- **WHAT IS EXPECTED**
When you reach the records, transcribe all of them exactly.

= = = = =

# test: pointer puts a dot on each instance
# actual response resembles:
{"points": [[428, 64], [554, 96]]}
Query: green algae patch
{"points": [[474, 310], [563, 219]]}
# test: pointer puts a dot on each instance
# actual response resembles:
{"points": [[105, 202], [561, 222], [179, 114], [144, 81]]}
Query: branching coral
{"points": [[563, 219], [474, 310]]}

= = = = =

- **OUTPUT BELOW**
# test: pointer puts a dot on each instance
# actual response resembles:
{"points": [[428, 64], [554, 96]]}
Query: green algae patch
{"points": [[474, 310], [563, 219]]}
# test: pointer puts a dot on each instance
# actual response resembles:
{"points": [[105, 202], [561, 222], [179, 114], [144, 81]]}
Query: branching coral
{"points": [[563, 219], [474, 310]]}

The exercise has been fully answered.